GIVEN TASK.
Convert the entries below into a two-column CSV with the headers entry_text and answer, giving one row per entry. Put each value in a single quoted field, replacing any line breaks with spaces.

[Point annotation entries]
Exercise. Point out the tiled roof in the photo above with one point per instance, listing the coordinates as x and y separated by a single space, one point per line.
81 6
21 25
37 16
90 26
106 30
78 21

ANSWER TO THE EXERCISE.
entry_text,answer
"Exercise. Point out the tiled roof in the photo above with one point per instance, listing the coordinates as x and y separated by a single space, one point per line.","81 6 21 25 37 16 90 26 106 30 78 21"